PROBLEM DESCRIPTION: Rewrite the lines below with every "photograph" changed to "image" and nothing else altered, leaving the pictures out.

INPUT DATA:
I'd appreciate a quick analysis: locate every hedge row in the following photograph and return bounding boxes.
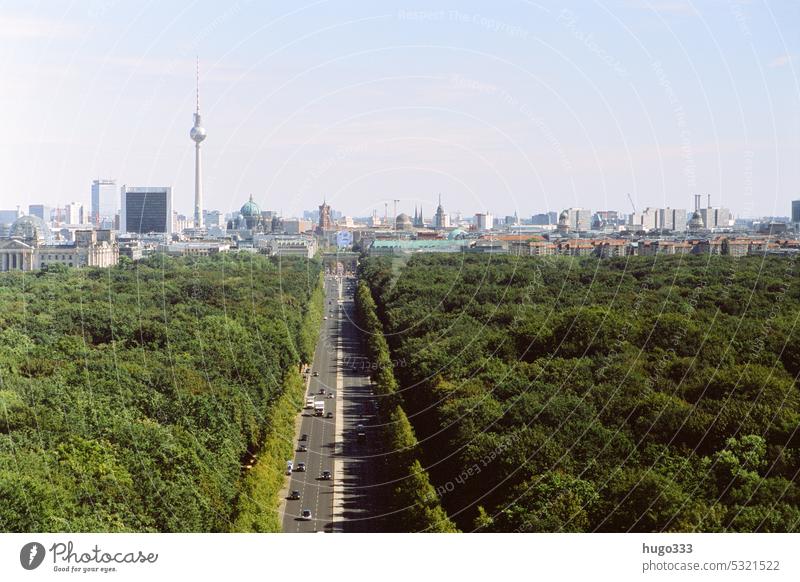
[356,281,458,532]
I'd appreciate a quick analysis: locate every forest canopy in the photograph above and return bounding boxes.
[361,254,800,532]
[0,253,320,532]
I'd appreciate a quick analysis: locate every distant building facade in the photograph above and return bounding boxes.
[120,186,173,235]
[90,179,119,228]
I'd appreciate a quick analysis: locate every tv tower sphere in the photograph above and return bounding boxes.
[189,113,206,143]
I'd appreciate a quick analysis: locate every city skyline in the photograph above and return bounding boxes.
[0,2,800,217]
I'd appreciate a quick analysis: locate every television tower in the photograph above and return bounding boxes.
[189,57,206,228]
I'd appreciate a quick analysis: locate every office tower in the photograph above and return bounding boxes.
[562,208,592,231]
[120,186,172,234]
[64,202,84,224]
[700,194,731,229]
[658,208,686,232]
[91,179,119,228]
[531,212,558,225]
[0,210,19,224]
[189,59,206,228]
[317,200,333,234]
[203,210,225,228]
[475,212,494,230]
[28,204,51,223]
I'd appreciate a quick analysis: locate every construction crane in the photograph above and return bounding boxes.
[628,192,636,214]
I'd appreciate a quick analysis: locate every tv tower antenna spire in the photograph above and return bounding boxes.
[189,57,206,228]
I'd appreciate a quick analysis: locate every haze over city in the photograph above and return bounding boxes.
[0,0,800,216]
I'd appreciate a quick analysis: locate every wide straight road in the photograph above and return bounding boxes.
[283,276,380,532]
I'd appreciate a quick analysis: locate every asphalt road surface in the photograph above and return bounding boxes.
[283,276,380,533]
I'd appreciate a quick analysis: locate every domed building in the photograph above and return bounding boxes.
[394,212,414,230]
[447,228,467,240]
[228,194,272,232]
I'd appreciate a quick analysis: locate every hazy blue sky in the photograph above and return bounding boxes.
[0,0,800,216]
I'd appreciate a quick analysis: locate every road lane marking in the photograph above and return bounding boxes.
[331,283,344,533]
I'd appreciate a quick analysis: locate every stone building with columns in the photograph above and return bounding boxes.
[0,216,119,271]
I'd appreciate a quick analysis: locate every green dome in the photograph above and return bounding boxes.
[447,228,467,240]
[239,195,261,217]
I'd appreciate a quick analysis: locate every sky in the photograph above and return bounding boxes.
[0,0,800,217]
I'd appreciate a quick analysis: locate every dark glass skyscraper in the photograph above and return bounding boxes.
[120,186,172,234]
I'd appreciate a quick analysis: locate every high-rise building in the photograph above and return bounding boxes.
[0,210,19,224]
[433,194,450,228]
[90,179,119,228]
[700,194,731,229]
[531,212,558,226]
[28,204,50,223]
[189,59,206,228]
[559,208,592,231]
[317,200,333,234]
[64,202,85,224]
[475,212,494,230]
[656,208,686,232]
[203,210,223,228]
[120,186,172,234]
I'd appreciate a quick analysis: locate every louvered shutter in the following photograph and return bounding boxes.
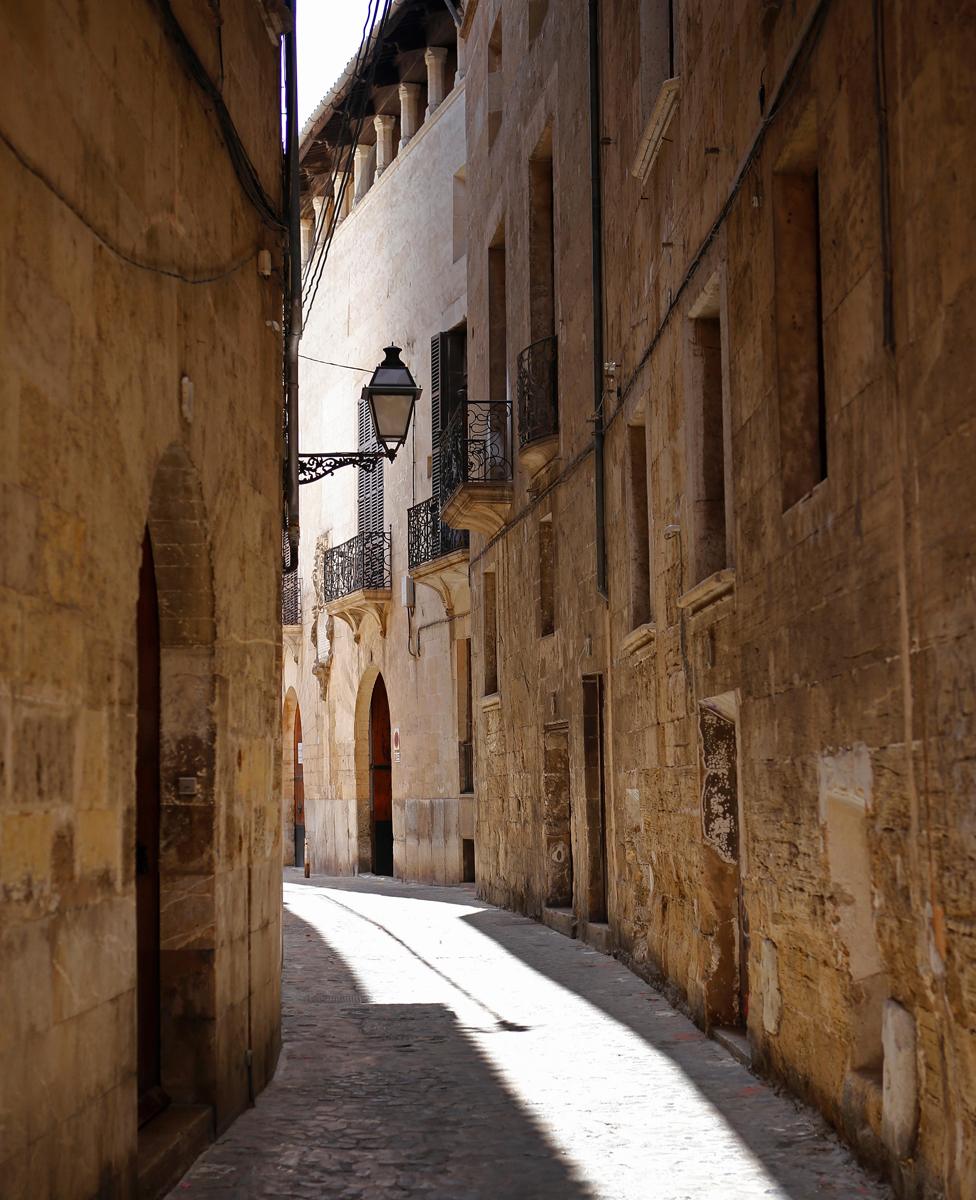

THE RESULT:
I'd appreciate a quick analysis: locate every hedge row in the following image and return bounding boxes.
[356,281,458,532]
I'd appreciate a quick analysis: locate every forest canopy in the image above and return bounding boxes.
[361,254,800,532]
[0,253,320,532]
I'd appreciate a quick analysis: locate every distant building facade in the image above and return bounding boxes.
[120,186,173,235]
[90,179,119,228]
I'd appreciate a quick analysis: locate every tv tower sphere in the image above and return bounding boxes.
[189,113,206,143]
I'd appreciate a quick analysis: locate every city skyline in the image above and return bounding boxes.
[0,2,800,217]
I'd appreciate a quick analysis: locate every television tower in the image above and return bounding boxes.
[189,57,206,228]
I'd appreciate a quick analysis: locate every office tower in the image above and return bounding boxes.
[562,208,592,231]
[120,186,172,234]
[64,202,84,224]
[700,194,731,229]
[658,208,686,232]
[91,179,119,228]
[531,212,558,225]
[0,210,19,224]
[189,59,206,228]
[317,200,333,234]
[203,210,225,228]
[475,212,494,230]
[28,204,51,223]
I'd appreciate a quick analysis: locate every construction crane in the image above and return bounding boxes.
[628,192,636,214]
I'd appreciate a quick analysis: locate every tv tower antenna spire in the image above and return bounding boxes.
[189,57,206,228]
I'd appreciate a quick analysis: locate every haze over city in the image above and return bounding boxes.
[0,0,800,216]
I'd appreciate a quick analysis: locate every wide straight road in the image above and return bounding boxes.
[283,276,380,532]
I'd appreciate a quick analysis: locate every asphalt road surface in the image above and return bounding boxes.
[283,276,380,533]
I'd appreciate a quick analysis: locate every domed building in the image above and return bounding boxes.
[394,212,414,230]
[447,228,467,240]
[228,194,272,232]
I'd appreciate a quick analysis: locate every hazy blue sky in the image above and return bounding boxes.
[0,0,800,216]
I'd appreciate a quick analysis: locate every road lane marking in the image above and return bounding boxes.
[331,283,344,533]
I'd appreciate a quick analysis: locate every stone building with columns in the image above and return bounding boxes.
[0,216,119,271]
I'd appreciate a quick analysis: locate every green dome in the image above and return bounding boxes.
[447,228,467,240]
[239,195,261,217]
I'd appreciate a quick analysis: locate every sky in the image above and return bounding boxes.
[0,0,800,217]
I'd appreciate a quick analysis: locate every dark glass skyscraper in the image above and return bounding boxes.
[120,186,172,234]
I'd appreciate a quick analysis: locate every high-rise building in the image above and return bounding boxes.
[0,210,19,224]
[433,194,450,228]
[90,179,119,228]
[700,194,731,229]
[531,212,558,226]
[28,204,50,223]
[189,59,206,228]
[559,208,592,231]
[317,200,333,234]
[64,202,85,224]
[475,212,494,230]
[656,208,686,232]
[203,210,223,228]
[120,186,172,234]
I'd appreciate a quick analysis: locate every louvered shutter in the following image and return bounding boxes.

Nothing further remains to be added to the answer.